TASK TO COMPLETE —
Give the lines running from the start of the items through the line that contains "255 88 L 222", inclusive, as a JSON list of strings with one string per line, leaving out blank lines.

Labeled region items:
---+---

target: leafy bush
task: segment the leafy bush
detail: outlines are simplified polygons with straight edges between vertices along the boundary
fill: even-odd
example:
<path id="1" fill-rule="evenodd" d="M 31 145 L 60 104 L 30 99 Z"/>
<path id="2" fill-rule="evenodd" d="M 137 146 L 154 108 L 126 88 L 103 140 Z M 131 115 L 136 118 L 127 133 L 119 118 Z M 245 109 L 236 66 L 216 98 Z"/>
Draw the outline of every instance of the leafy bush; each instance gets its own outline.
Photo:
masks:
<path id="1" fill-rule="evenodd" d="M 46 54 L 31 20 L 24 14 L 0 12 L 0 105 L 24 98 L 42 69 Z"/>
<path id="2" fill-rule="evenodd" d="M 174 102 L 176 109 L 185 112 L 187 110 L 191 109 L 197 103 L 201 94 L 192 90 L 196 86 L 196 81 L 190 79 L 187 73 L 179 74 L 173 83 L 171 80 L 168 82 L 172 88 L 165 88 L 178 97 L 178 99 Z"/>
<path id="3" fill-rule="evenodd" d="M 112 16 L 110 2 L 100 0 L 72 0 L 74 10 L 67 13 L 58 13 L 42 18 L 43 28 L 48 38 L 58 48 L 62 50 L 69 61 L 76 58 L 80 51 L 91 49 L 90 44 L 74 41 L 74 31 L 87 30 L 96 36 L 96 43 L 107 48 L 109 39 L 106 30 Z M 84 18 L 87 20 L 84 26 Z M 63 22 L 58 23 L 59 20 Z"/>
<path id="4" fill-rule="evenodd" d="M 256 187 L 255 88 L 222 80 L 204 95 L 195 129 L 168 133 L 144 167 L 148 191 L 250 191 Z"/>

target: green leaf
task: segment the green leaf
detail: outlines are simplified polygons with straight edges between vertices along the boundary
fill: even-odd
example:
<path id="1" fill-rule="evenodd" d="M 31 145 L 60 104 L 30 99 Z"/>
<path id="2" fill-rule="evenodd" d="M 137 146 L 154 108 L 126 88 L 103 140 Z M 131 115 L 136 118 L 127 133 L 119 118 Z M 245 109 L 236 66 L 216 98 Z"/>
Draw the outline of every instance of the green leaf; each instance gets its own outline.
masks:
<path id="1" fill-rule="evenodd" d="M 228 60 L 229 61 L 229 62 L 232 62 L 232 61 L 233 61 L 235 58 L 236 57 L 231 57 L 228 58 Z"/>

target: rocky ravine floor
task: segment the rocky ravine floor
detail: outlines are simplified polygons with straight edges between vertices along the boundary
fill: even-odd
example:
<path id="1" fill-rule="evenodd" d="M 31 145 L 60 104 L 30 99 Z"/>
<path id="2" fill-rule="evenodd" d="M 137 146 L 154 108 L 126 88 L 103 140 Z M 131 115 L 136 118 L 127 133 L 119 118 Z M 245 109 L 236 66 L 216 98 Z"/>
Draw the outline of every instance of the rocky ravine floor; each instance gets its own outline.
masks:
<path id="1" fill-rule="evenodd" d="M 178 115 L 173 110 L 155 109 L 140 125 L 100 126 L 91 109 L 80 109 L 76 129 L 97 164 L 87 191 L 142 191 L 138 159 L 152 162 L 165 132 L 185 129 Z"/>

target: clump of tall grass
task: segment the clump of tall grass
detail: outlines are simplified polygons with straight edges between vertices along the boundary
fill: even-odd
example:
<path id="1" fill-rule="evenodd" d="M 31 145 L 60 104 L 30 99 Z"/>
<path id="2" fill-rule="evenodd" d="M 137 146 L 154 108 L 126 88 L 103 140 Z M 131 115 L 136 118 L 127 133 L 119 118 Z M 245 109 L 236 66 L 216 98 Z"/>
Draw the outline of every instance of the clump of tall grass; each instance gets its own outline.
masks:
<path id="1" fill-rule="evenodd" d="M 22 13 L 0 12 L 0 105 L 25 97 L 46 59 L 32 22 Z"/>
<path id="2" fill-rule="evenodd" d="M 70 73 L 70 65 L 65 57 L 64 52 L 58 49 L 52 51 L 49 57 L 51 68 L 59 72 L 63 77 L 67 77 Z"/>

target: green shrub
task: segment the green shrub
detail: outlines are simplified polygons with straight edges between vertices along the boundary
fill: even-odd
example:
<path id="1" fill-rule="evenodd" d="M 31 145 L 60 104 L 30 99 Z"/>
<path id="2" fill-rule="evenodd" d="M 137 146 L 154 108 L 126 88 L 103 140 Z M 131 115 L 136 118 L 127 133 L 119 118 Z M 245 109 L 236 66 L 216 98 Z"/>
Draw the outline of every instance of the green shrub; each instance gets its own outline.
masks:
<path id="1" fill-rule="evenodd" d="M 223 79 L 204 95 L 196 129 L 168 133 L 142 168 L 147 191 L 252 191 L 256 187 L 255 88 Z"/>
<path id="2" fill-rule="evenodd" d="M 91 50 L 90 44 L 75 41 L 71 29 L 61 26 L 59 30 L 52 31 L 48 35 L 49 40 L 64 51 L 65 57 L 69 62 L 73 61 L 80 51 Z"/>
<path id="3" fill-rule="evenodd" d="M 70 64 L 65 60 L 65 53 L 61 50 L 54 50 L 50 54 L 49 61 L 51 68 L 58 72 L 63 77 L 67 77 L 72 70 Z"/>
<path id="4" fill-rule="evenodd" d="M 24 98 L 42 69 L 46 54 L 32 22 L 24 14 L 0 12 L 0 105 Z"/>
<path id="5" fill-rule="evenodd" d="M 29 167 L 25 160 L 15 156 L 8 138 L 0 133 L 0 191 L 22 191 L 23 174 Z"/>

---+---

OUTPUT OF THE TASK —
[
  "target: leafy bush",
  "task: segment the leafy bush",
  "detail: outlines are simplified polygons with straight edges between vertices along the boundary",
  "fill: even-odd",
  "example:",
  "<path id=\"1\" fill-rule=\"evenodd\" d=\"M 31 145 L 60 104 L 30 99 Z\"/>",
  "<path id=\"2\" fill-rule=\"evenodd\" d=\"M 137 146 L 154 108 L 126 88 L 103 140 Z M 131 115 L 136 118 L 127 133 L 119 118 Z M 245 109 L 236 66 L 216 98 Z\"/>",
  "Draw the outline of every instance of the leafy bush; each instance gets its own outline.",
  "Photo:",
  "masks:",
  "<path id=\"1\" fill-rule=\"evenodd\" d=\"M 46 54 L 31 20 L 24 14 L 0 12 L 0 105 L 24 98 L 42 69 Z\"/>",
  "<path id=\"2\" fill-rule=\"evenodd\" d=\"M 174 102 L 176 109 L 185 112 L 187 110 L 191 109 L 197 103 L 201 94 L 192 90 L 196 86 L 196 81 L 190 79 L 187 73 L 179 74 L 173 83 L 171 80 L 168 82 L 172 88 L 165 88 L 178 97 L 178 99 Z\"/>",
  "<path id=\"3\" fill-rule=\"evenodd\" d=\"M 112 16 L 110 2 L 100 0 L 72 0 L 74 10 L 67 13 L 58 13 L 42 18 L 43 28 L 48 38 L 58 48 L 62 50 L 69 61 L 76 58 L 80 51 L 91 49 L 90 44 L 74 41 L 74 31 L 87 30 L 96 36 L 96 43 L 107 48 L 109 39 L 106 30 Z M 84 18 L 87 20 L 84 26 Z M 63 22 L 58 23 L 59 20 Z\"/>",
  "<path id=\"4\" fill-rule=\"evenodd\" d=\"M 256 187 L 255 88 L 222 80 L 204 95 L 195 129 L 168 133 L 144 167 L 148 191 L 250 191 Z\"/>"
]